[[ TEXT EXCERPT, beginning ]]

1 Introduction
With the development of communication and information technology and the popularization of digital products, DSP is increasingly used in various digital systems. As a leading digital signal processor supplier in the industry, Texas Instruments (TI) of the United States developed the real-time kernel DSP/BIOS that can run on its DSP products in the 1990s, and proposed a series of DSP software reference frameworks (RF) to help DSP application developers accelerate the software development process. However, there are not many domestic studies on DSP application framework design, and most of the research work focuses on how to use the existing TI reference framework, and there are few discussions on its limitations and improvement plans.
This article first briefly introduces the DSP application reference design framework RF5 proposed by TI and its applicable fields. Then, based on it, an improved DSP application framework ERF5 (Enhanced Referenced Framework Level 5) is proposed for the increasingly used multi-processor systems. In it, a good mechanism for the DSP to communicate with the external general-purpose processor GPP as the core control unit in the system is defined, so that the task scheduling and execution process of the DSP can be controlled by the GPP, and the operating state of the DSP can be efficiently switched to multiple sets of independent digital signal processing algorithms.

[[ TEXT EXCERPT, end ]]

-- ASSIGNMENT --
In the DSP framework introduction, what does the name ERF5 stand for? These items have no connection to the DSP framework introduction.

[[ DATASET EXTRACT, beginning ]]

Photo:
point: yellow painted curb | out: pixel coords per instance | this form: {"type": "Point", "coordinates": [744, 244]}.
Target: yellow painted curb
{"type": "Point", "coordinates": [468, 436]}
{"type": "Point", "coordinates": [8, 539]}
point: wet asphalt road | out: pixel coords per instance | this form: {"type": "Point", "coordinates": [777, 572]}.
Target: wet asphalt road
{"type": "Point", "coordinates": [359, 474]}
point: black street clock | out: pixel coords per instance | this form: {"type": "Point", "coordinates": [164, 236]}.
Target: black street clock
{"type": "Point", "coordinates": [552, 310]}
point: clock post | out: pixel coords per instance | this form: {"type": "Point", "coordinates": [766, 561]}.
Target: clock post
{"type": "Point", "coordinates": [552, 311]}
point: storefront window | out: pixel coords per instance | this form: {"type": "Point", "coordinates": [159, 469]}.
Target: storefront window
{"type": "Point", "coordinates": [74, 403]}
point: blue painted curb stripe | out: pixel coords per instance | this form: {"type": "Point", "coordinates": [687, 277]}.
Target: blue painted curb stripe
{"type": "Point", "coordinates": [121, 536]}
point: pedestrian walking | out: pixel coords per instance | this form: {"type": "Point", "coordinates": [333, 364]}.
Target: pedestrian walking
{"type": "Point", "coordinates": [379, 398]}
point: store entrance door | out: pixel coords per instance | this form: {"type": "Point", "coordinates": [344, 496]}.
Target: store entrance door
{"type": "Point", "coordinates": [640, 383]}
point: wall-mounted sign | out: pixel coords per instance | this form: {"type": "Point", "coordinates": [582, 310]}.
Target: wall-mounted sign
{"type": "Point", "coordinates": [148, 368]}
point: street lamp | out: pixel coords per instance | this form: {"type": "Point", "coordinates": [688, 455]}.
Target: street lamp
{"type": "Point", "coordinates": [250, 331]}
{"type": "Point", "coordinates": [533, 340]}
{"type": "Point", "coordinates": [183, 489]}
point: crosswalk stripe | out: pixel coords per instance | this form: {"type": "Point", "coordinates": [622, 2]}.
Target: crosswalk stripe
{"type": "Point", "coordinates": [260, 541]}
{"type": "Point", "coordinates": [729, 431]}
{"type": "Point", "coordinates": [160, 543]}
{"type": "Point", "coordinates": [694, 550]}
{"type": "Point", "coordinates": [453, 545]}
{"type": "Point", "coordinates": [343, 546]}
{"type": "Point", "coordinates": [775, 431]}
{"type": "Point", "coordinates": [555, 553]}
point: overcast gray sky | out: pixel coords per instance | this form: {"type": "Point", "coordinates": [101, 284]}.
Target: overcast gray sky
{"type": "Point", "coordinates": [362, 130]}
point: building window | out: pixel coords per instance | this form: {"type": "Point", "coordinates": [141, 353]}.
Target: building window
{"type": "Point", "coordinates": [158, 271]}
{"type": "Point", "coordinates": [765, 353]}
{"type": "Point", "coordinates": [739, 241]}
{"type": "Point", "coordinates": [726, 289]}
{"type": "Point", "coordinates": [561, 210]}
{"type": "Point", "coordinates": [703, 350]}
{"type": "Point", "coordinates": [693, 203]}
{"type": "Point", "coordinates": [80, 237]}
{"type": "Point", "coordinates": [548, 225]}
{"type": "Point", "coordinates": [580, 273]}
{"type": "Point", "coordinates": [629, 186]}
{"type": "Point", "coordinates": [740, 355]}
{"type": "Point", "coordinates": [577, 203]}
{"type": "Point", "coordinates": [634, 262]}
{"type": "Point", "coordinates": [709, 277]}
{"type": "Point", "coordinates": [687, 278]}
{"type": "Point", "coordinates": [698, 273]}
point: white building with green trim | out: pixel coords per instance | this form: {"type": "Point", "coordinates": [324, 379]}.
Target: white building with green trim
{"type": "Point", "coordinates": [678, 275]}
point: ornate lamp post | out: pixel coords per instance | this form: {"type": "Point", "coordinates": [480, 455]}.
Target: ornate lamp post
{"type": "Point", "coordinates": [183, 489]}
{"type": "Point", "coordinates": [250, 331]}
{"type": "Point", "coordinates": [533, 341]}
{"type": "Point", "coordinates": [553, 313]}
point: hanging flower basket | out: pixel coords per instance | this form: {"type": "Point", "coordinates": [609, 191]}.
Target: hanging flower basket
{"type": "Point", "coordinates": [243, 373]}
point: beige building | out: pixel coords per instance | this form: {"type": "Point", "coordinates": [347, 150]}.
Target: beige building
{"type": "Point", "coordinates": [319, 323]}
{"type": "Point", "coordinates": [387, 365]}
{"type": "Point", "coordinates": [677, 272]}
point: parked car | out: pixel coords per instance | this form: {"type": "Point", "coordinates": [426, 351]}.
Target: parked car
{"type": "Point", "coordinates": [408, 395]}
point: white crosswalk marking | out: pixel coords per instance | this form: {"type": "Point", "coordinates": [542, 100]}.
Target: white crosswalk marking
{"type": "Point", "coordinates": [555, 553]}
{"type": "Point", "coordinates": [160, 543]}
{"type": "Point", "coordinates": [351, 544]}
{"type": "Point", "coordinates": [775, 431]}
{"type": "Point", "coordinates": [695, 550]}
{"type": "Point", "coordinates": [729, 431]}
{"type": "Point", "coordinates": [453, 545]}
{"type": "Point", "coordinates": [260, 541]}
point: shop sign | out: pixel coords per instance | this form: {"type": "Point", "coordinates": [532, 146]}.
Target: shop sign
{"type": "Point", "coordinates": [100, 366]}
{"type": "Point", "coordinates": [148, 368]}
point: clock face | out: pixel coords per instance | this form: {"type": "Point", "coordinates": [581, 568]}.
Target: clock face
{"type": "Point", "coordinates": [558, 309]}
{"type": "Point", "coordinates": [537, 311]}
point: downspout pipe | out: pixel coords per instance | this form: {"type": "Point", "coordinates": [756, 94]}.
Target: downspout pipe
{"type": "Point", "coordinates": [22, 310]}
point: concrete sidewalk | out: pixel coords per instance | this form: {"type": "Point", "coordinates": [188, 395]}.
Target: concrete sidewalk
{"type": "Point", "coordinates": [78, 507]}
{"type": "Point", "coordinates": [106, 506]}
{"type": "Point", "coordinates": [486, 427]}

[[ DATASET EXTRACT, end ]]

-- RESPONSE BELOW --
Enhanced Referenced Framework Level 5